ASSIGNMENT. Could you return every record below without changing a word?

TASK INPUT.
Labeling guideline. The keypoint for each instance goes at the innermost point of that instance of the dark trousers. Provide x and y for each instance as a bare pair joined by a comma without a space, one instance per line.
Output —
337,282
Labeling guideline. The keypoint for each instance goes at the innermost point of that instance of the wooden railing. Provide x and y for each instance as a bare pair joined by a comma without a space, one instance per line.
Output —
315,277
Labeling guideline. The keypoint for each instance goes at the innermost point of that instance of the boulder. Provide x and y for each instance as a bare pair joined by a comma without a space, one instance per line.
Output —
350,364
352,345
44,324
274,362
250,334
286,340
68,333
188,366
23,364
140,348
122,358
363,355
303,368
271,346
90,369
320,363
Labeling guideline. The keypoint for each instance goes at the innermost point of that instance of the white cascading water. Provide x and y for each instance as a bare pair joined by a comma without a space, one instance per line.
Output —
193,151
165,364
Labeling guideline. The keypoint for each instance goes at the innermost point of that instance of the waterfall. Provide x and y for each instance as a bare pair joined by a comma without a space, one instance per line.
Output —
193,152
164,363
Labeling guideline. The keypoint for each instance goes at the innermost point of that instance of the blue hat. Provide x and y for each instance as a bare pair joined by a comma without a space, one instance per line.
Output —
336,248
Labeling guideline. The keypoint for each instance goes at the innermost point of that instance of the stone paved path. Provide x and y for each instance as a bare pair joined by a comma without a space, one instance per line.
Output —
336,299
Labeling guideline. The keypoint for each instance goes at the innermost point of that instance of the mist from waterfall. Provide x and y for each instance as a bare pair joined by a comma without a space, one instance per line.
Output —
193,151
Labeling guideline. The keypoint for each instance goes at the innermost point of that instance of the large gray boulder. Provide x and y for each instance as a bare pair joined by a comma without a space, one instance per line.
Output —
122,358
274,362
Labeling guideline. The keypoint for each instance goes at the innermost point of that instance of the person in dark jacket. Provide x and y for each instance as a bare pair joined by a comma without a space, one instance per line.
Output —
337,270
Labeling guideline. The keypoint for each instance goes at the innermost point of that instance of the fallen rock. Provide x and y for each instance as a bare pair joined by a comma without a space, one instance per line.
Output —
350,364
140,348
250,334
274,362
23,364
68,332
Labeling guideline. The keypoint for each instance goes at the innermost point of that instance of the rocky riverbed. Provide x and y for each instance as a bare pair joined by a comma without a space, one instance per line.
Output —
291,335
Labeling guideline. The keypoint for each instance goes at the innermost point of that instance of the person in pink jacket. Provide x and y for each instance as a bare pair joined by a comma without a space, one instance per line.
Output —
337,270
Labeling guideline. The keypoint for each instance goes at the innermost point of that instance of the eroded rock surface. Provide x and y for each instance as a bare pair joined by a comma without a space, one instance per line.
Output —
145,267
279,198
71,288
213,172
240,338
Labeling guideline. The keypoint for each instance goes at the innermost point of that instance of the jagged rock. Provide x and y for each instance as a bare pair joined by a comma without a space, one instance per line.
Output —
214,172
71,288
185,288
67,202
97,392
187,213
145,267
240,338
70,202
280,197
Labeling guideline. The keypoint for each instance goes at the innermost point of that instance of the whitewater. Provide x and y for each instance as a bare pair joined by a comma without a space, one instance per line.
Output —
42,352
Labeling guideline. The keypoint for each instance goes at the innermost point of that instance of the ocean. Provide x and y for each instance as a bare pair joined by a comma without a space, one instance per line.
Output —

RESPONSE FOR THIS EXERCISE.
Labeling guideline. The keypoint for each instance goes at the innermost point of that instance of the dark trousers. Provide x and y for each instance as a bare pair joined by a comma without a space, one instance per line.
Output —
337,282
Labeling guideline. The keypoint for each instance goes at the innermost point of that instance of the wooden railing. Provide x and y for each instance as a bare pair joined by a comma without a space, one instance per line.
Output —
315,277
Labeling guideline. The keypoint for each instance goes at the innermost point of that instance of the boulder. Provide x and y for each instance as a bare pair joined by a comma without a space, one instance per line.
Output —
350,364
352,345
44,324
274,362
250,334
286,340
68,333
188,366
23,364
140,348
122,358
363,355
303,368
271,346
90,369
320,363
Labeling guideline. The keypoint for each instance goes at the innermost point of that instance of the white cascading water. Provide x and y for each instance as a bare pair joined by a comma without a space, one instance per line.
Output —
193,151
165,364
Labeling guideline. The keypoint for each instance goes at the innermost point of that instance of the waterfall. Provide x and y for each instance as a bare pair joined by a comma without a space, one instance per line.
Output —
193,152
164,363
Labeling guideline. The keypoint for each instance goes at the innermost point of that instance of the blue hat. Provide x and y for each instance as a bare pair joined by a comma without a space, one instance per line.
Output —
336,248
Labeling guideline. The keypoint for each instance goes at the innermost point of that instance of the stone paved path. Provide x and y for each instance as a bare pair joined by a comma without a space, one instance per line.
Output —
336,299
Labeling guideline. The keypoint for each instance goes at the innermost point of that instance of the mist from waterfall. Provide x and y for each instance as a bare pair joined by a comma without a space, one instance per line.
Output —
193,151
Labeling guideline. The keypoint for each instance goes at the innermost point of that instance of the large gray boulder. Provide x and y for each instance as a bare pair joined by a comma without a space, one instance per line.
Output —
122,358
274,362
Labeling guideline. The keypoint for each instance goes at the innermost point of that instance of the person in dark jacket. Provide x and y for each instance as a bare pair joined by a comma without a space, one instance per line.
Output —
337,270
Labeling guideline. The keypoint for each instance goes at the innermost point of that instance of the fallen rock. Provide x and y for each instance as a bare pair joined by a comma without a space, one instance per line.
Output —
350,364
140,348
250,334
274,362
23,364
68,332
Labeling guideline. The keypoint for each instance goes at the innermost point of that instance of the rocky riverbed. Provide x and y for each instance as a bare pair joined by a comma without a space, one instance per line.
Output —
291,335
Labeling guideline. The keypoint for each instance goes at the innermost point of that instance of the person in pink jacket. Provide x and y for each instance as a bare pair joined by a comma without a space, one instance per line.
Output —
337,270
Labeling guideline. The keypoint for each instance goes at the innermost point of that instance of the eroded rock surface. Provide x and y for each instance as a bare pair joined by a comma without a space, one instance per line.
Output —
145,267
279,198
71,288
213,172
240,338
Labeling guideline. The keypoint for each instance goes at the innermost point of that instance of the jagged rock. Provide x and y for each instance as a bare pair joined by a comma without a space, one instance per line.
Output —
214,172
71,288
185,288
67,202
97,392
187,213
145,267
240,338
70,202
280,197
Labeling guideline. The keypoint for each instance goes at the innermost point of that instance of the whitewater. Provide x and y for each instance as a bare pair joined by a comma without a space, one instance per line.
Output —
42,352
Labeling guideline. The keypoint for each instance goes at the innermost point of that instance of the ocean. Provide x and y for each instance as a bare pair joined by a comma without a space, one instance per line.
Output —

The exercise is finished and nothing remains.